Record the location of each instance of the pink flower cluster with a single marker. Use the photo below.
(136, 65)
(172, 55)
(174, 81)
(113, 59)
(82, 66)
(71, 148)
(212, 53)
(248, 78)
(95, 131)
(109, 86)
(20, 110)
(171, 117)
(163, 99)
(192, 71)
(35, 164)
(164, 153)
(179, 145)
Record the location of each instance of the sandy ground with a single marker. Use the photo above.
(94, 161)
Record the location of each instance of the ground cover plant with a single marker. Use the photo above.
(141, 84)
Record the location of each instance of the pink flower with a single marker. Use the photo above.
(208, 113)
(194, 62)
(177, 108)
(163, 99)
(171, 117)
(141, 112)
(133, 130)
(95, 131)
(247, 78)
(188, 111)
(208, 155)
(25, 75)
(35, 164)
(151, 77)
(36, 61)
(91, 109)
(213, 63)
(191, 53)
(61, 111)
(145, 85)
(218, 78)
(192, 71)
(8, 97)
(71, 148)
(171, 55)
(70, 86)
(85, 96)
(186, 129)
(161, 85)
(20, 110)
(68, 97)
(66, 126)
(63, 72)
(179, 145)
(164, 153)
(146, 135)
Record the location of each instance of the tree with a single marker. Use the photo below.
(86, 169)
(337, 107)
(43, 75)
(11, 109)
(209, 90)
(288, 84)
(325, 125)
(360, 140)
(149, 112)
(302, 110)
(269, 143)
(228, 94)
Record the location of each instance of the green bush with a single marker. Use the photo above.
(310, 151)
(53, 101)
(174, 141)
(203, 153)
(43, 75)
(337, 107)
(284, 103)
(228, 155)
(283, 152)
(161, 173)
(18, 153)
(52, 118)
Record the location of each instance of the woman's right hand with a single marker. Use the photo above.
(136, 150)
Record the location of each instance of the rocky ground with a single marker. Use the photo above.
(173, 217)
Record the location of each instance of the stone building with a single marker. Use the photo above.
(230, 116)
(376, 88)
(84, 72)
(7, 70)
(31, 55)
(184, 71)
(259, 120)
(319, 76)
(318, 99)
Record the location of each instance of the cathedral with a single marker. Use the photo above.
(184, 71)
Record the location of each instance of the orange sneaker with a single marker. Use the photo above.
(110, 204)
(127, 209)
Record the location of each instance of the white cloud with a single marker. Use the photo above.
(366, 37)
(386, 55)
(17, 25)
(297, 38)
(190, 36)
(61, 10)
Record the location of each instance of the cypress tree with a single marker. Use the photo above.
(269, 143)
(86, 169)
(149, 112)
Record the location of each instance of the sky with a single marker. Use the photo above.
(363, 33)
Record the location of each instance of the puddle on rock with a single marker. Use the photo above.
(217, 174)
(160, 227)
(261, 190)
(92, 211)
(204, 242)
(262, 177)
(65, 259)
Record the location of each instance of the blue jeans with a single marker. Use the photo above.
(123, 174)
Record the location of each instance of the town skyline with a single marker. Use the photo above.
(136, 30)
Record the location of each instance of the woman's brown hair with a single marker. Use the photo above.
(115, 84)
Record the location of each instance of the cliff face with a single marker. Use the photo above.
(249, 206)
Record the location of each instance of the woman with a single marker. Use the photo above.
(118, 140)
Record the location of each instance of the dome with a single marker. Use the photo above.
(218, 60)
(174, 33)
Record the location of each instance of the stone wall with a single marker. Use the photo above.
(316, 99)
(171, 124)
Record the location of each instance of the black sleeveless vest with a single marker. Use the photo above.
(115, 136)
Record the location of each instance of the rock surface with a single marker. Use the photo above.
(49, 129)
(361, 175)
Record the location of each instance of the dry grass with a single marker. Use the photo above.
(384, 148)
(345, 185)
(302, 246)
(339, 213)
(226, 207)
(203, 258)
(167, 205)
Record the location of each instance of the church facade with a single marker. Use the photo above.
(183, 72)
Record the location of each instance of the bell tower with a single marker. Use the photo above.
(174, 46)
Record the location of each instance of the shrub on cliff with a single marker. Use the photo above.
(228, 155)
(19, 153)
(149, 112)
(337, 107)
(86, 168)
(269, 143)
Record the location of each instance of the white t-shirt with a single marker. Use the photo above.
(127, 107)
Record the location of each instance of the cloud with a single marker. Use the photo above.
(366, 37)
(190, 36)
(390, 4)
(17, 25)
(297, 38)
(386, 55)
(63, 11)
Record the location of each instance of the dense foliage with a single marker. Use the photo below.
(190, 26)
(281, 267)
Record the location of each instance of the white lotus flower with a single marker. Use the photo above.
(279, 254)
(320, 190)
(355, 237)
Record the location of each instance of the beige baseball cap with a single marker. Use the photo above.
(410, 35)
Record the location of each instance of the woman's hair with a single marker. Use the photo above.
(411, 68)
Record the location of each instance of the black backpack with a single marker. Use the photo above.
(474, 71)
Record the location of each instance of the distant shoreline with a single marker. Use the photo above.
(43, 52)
.....
What is needed :: Copy out all of the data. Keep every word unchanged.

Output below ::
Record the location of each instance of the pink flower cluster with a single marker. Use the photo below.
(136, 65)
(172, 55)
(174, 81)
(113, 59)
(82, 66)
(71, 148)
(212, 53)
(248, 78)
(95, 131)
(109, 86)
(20, 110)
(171, 117)
(163, 99)
(192, 71)
(35, 164)
(164, 153)
(179, 145)
Record the location of each instance of the sandy ground with a single marker. Use the photo above.
(94, 161)
Record the location of each instance of the ground cover plant with a single marker. Use the photo above.
(141, 84)
Record the location of each instance of the pink flower with a single marker. Use the photo above.
(208, 113)
(194, 62)
(177, 108)
(163, 99)
(171, 117)
(141, 112)
(133, 130)
(95, 131)
(247, 78)
(188, 111)
(208, 155)
(25, 75)
(35, 164)
(151, 77)
(36, 61)
(91, 109)
(213, 63)
(191, 53)
(61, 111)
(145, 85)
(218, 78)
(192, 71)
(8, 97)
(71, 148)
(171, 55)
(70, 86)
(85, 96)
(186, 129)
(161, 85)
(20, 110)
(68, 97)
(66, 126)
(63, 72)
(179, 145)
(164, 153)
(146, 135)
Record the location of each instance of the tree with a single marker. Use the photo below.
(86, 169)
(337, 107)
(43, 75)
(11, 109)
(209, 90)
(288, 84)
(325, 125)
(360, 140)
(149, 112)
(302, 110)
(269, 143)
(228, 94)
Record the location of each instance of the green bush with a single marker. Use the photo above.
(310, 151)
(53, 101)
(174, 141)
(203, 153)
(43, 75)
(337, 107)
(284, 103)
(228, 155)
(283, 152)
(161, 173)
(18, 153)
(52, 118)
Record the location of each instance of the woman's right hand with a single marker. Use the photo above.
(136, 150)
Record the location of each instance of the rocky ground with a single marker. Use the photo above.
(173, 217)
Record the location of each instance of the stone building with a single marker. Use the photo above.
(230, 116)
(376, 88)
(84, 72)
(7, 70)
(31, 55)
(184, 71)
(259, 120)
(319, 76)
(318, 99)
Record the location of each instance of the cathedral with a single marker. Use the photo above.
(184, 71)
Record the location of each instance of the orange sneaker with a single marker. Use the photo above.
(110, 204)
(127, 209)
Record the location of each instance of the white cloud with a single marker. Use the photo above.
(366, 37)
(386, 55)
(17, 25)
(297, 38)
(190, 36)
(61, 10)
Record the location of each instance of the cypress tree with a single marker. Use the photo above.
(269, 143)
(86, 169)
(149, 112)
Record the location of each instance of the sky with a single marker. Use the photo above.
(363, 33)
Record the location of each instance of the puddle on rock with a single marker. Use the photo above.
(217, 174)
(160, 227)
(261, 190)
(92, 211)
(204, 242)
(262, 177)
(65, 259)
Record the location of each instance of the blue jeans with a single marker. Use the photo above.
(123, 174)
Record the location of each instance of the town skyline with a single marker. Use the photo above.
(136, 30)
Record the location of each instance of the woman's brown hair with a single marker. Use the photo above.
(115, 84)
Record the location of each instance of the cliff face with a single marker. Use the photo above.
(249, 206)
Record the location of each instance of the woman with a single marker. Use the photo above.
(118, 140)
Record the location of each instance of the dome with a single marker. Use the photo above.
(218, 60)
(174, 33)
Record the location of each instance of the stone wall with a single marker. Use the photo above.
(316, 99)
(171, 124)
Record the location of each instance of the black sleeveless vest with a single marker. Use the photo above.
(115, 136)
Record the location of each instance of the rock surface with a single marker. Use the photo above.
(49, 129)
(361, 175)
Record the location of each instance of the dry grass with a single marker. Use the photo above.
(384, 148)
(345, 185)
(302, 246)
(339, 213)
(226, 207)
(203, 258)
(167, 205)
Record the location of each instance of the church facade with a single marker. Use the photo above.
(183, 72)
Record the location of each instance of the bell tower with a single marker. Use the photo above.
(174, 46)
Record the location of each instance of the shrub on cliff with a single marker. Use the photo above.
(228, 155)
(19, 153)
(149, 112)
(337, 107)
(86, 168)
(269, 143)
Record the location of each instance of the white t-shirt with a single marker. Use the photo above.
(127, 107)
Record the location of each instance of the cloud with a single marker. Use the photo above.
(366, 37)
(190, 36)
(390, 4)
(17, 25)
(297, 38)
(386, 55)
(63, 11)
Record the location of each instance of the dense foliage with a single marker. Use the photo below.
(190, 26)
(281, 267)
Record the location of each instance of the white lotus flower with a single marker. Use the photo above.
(279, 254)
(320, 190)
(355, 237)
Record the location of each instance of the beige baseball cap with a single marker. Use the photo above.
(410, 35)
Record the location of each instance of the woman's hair with a single marker. Use the photo above.
(411, 68)
Record the location of each instance of the black backpack with a single marker. Use the photo above.
(474, 71)
Record the location of each instance of the distant shoreline with a single marker. Use the photo above.
(43, 52)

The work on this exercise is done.